**Given problem A**
Quote the Hatcher exercise post word for word, everything from "(Hatcher exercise 4.3.2)" down to "is an isomorphism.".
**Given problem B**
Decide whether each statement below agrees with the Hatcher exercise post. Answer yes or no for each, and back it with the deciding words from the post, quoted exactly.
(i) The exercise comes from Hatcher and is numbered 4.3.2.
(ii) The group structure on $S^1$ comes from addition in $\Bbb C$.
(iii) In Theorem 4.57, $\alpha$ is a generator of $H^1(S^1;\Bbb Z)$.
**Given problem C**
Please carry on the Hatcher exercise post from the point where it stops.

[Begin Reading passage]

$\langle X,S^1\rangle\to H^1(X;\Bbb Z)$ is an isomorphism

Question

(Hatcher exercise 4.3.2) Show that the group structure on $S^1$ coming from multiplication in $\Bbb C$ induces a group structure on $\langle X,S^1\rangle$ such that the bijection $\langle X,S^1\rangle\to H^1(X;\Bbb Z)$ of theorem 4.57 is an isomorphism.

Theorem 4.57 : there is a bijection $T:\langle X,S^1\rangle\to H^1(X;\Bbb Z)$ by $[f]\mapsto f^*(\alpha)$ where $\alpha\in H^1(S^1;\Bbb Z)$ is a generator.

I can define the group structure on $\langle X,S^1\rangle$ by defining $(f+g)(x):=f(x)\cdot g(x)$ where $f,g\in\langle X,S^1\rangle$. To show $T$ is an isomorphism, I need to show $f^*(\alpha)+g^*(\alpha) = (f+g)^*(\alpha)$. $f^*(\alpha)+g^*(\alpha) = [\alpha\circ f]+[\alpha\circ g] = [\alpha\circ f+\alpha\circ g]$ and $(f+g)^*(\alpha) = [\alpha\circ (f+g)] = [\alpha\circ (f\cdot g)]$. I can't see why $[\alpha\circ f+\alpha\circ g] = [\alpha\circ (f\cdot g)]$. Could you help?

[End Reading passage]
[Begin Supplied entries]

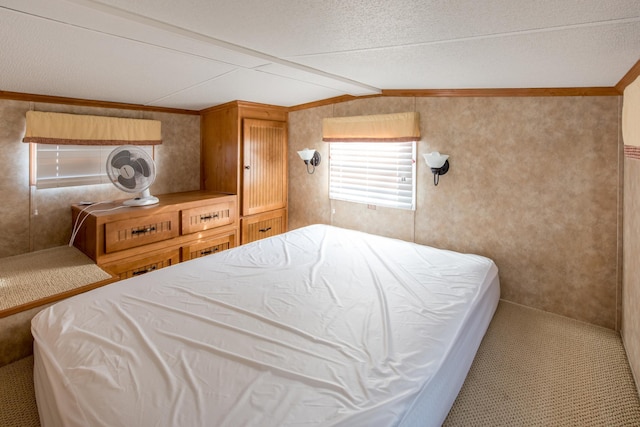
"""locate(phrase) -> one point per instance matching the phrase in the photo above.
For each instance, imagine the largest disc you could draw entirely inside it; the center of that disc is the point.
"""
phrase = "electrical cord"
(76, 226)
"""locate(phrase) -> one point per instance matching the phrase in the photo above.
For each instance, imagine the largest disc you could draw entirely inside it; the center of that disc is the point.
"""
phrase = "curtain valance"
(398, 127)
(631, 120)
(75, 129)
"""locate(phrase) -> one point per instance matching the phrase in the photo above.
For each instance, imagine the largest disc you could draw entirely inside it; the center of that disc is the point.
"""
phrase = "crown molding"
(18, 96)
(628, 78)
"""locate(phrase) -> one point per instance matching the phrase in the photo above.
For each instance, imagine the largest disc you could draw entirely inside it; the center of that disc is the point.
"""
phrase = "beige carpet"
(17, 400)
(36, 275)
(532, 369)
(538, 369)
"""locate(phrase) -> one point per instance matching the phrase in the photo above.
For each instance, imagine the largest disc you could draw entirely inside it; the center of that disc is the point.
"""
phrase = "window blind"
(69, 165)
(377, 173)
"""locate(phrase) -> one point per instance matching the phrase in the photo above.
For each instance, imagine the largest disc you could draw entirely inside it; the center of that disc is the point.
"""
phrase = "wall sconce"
(310, 157)
(438, 163)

[End Supplied entries]

**Task answer A**
(Hatcher exercise 4.3.2) Show that the group structure on $S^1$ coming from multiplication in $\Bbb C$ induces a group structure on $\langle X,S^1\rangle$ such that the bijection $\langle X,S^1\rangle\to H^1(X;\Bbb Z)$ of theorem 4.57 is an isomorphism.

**Task answer B**
(i) Yes: "(Hatcher exercise 4.3.2)"
(ii) No: "coming from multiplication in $\Bbb C$"
(iii) Yes: "where $\alpha\in H^1(S^1;\Bbb Z)$ is a generator"

**Task answer C**
I found some similar post but it's really talking about the group structure not isomorphism.

Answer 1

Let $f\times g\colon X\to T^2$ denote the map sending $x\mapsto (f(x),g(x))$. Let $m\colon T^2 \to S^1$ map $(a,b)\mapsto ab$ where $a,b$ are unit complex numbers.

Then as you have defined it, $f+g=m\circ (f\times g)$.

Thus $(f+g)^*(\alpha)=(f\times g)^* m^*(\alpha)$.

Let $p_1,p_2$ be projections $T^2\to S^1$ onto the first and second factors. Then $p_1(f\times g)=f$ and $p_2(f\times g)=g$.

Lemma We have $m^*(\alpha)=p_1^*(\alpha)+p_2^*(\alpha)\in H^1(T^2)$.

Proof: Note that $m$ maps a loop in $T^2$ going once round the first factor of $S^1$ to a loop going once round $S^1$. Similarly it maps a loop in $T^2$ going once round the second factor of $S^1$ to a loop going once round $S^1$.

Thus if a loop in $T^2$ goes $a$ times round the first factor of $S^1$ and $b$ times round the second factor of $S^1$, then $m^*(\alpha)$ will take the loop to one going $a+b$ times round $S^1$, and measure it against $\alpha$.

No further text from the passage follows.